Le destin l’a amené éventuellement au Canada, arrivant à Halifax et voyageant en train jusqu’à Vancouver. Il a été étonné par le panorama du vaste paysage – forêts, lacs, rivières, collines, montagnes à n’en plus finir. Il arrivait de Hollande, pays plat et cultivé comme un jardin bien rangé – en somme, étouffant! Il adorait le fait de se trouver dans ce nouveau pays qui était vaste et libre et sauvage!
Il s’est fait engager sur une ferme à Nanoose Bay sur l’île de Vancouver où on lui a donné un lit dans un poulailler! Son frère est venu le rejoindre au Canada et les deux ont trouvé du travail dans les champs de pétrole de l’Alberta.
Ayant besoin de se former officiellement, Martin s’est inscrit à la faculté d’agriculture à l’University of British Columbia en 1955. Sa vie consistait maintenant de cours, de laboratoires, d’études et de recherche. Mais il trouvait quand même du temps pour se faire une vie sociale – la danse sociale, le bridge, le ski. Quelques-uns de ses cours lui donnaient du fil à retordre, notamment le cours d’anglais 101. Mais il se trouvait dans la classe un rayon de lumière du nom de Riet, une Hollandaise qui faisait rire tout le monde avec sa désinvolture et son charme féminin. Et, bien sûr, le reste appartient à l’histoire; Martin et Riet se sont mariés et ont eu trois enfants : Anna, Michael et Sacha.
Grâce à ses études universitaires, Martin a entamé une carrière de 27 ans au sein du ministère de l’agriculture de la Colombie-Britannique comme spécialiste dans la gestion de l’eau et des sols.
Ayant trois jeunes enfants, Martin et Riet ont été fort actifs dans les efforts de mettre sur pied l’école Waldorf à Vancouver, bien que leurs propres enfants soient encore trop jeunes pour la fréquenter. Martin a travaillé activement au conseil d’administration pendant de nombreuses années, aidant dans la collecte de fonds et participant au déménagement de l’école à son site permanent.
Lors de la fondation de la Communauté des Chrétiens à Vancouver, Martin et Riet sont devenus membres de la communauté et ont toujours participé régulièrement aux offices. Ils ont également assisté aux groupes d’études et aux conférences offertes par la Société anthroposophique jusqu’à l’époque où, étant plus âgés, les déplacements dus à la distance sont devenus trop ardus. Une autre de source d’inspiration pour Martin et Riet a été Cascadia, organisation membre du mouvement Camphill. Ils y allaient lorsqu’ils le pouvaient pour assister aux manifestations artistiques et sociales.

#### [MATÉRIEL EXTRAIT]

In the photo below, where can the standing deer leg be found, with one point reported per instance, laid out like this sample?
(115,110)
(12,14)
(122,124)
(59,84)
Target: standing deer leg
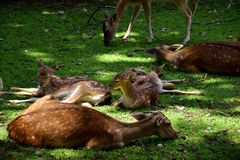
(188,14)
(135,13)
(147,13)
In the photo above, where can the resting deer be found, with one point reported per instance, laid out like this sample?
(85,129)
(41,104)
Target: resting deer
(70,126)
(111,22)
(215,57)
(141,89)
(69,90)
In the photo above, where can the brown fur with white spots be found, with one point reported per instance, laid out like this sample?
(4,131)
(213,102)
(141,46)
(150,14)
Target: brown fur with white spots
(215,57)
(75,89)
(68,125)
(141,89)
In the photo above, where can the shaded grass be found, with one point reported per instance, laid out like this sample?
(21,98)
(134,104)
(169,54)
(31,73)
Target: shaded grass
(40,32)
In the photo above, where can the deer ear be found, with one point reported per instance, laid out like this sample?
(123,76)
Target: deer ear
(175,47)
(159,70)
(159,121)
(139,116)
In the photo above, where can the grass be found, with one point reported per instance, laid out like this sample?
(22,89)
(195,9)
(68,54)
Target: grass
(30,33)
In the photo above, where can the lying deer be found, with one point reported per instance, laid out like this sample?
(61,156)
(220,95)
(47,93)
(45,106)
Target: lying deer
(141,89)
(70,126)
(215,57)
(111,22)
(69,90)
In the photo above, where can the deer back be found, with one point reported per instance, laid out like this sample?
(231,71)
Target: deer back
(72,126)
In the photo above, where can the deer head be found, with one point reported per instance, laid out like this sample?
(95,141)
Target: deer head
(161,50)
(44,73)
(126,76)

#### [CONSIGNE]
Continuez le récit de la vie de Martin à partir de sa dernière phrase.

#### [RÉPONSE]
À sa retraite de la fonction publique, Martin et Riet ont cédé à leur envie brûlante de voir le monde. Ils se sont acheté une Euro-Van pour explorer les Balkans, les côtes de la Mer Noire, la Grèce, la Turquie. Et après avoir fait transporter le véhicule au Canada, ils ont sillonné ce vaste continent et ont descendu la côte ouest jusqu’au Mexique.
Tout au long de sa dernière année de vie, Martin a maintenu sa bonne humeur et son optimisme, bien que de sérieux problèmes de santé l’empêchaient de se déplacer facilement à pied.
Les gens qui travaillent en soins palliatifs disent souvent que nous mourons à peu près de la même manière que nous avons vécu, et dans le cas de Martin c’était vrai. Les professionnels de la santé et les autres patients qui le côtoyaient appréciaient son attitude affable et positive et son vif sens de l’humour. Bien que dans un état de grande faiblesse, il a gardé sa présence d’esprit jusqu’à la fin, étant préparé intérieurement à traverser le seuil.
Les funérailles de Martin ont eu lieu le 11 novembre (la Saint-Martin) dans les locaux de la Communauté des Chrétiens. L’église était remplie de parents et amis. Il y a eu du chant, un accompagnement de violon et de violoncelle pendant l’office. Ensuite, nous sommes tous allés célébrer cette longue vie, si riche, qui avait tant donné à tant de gens.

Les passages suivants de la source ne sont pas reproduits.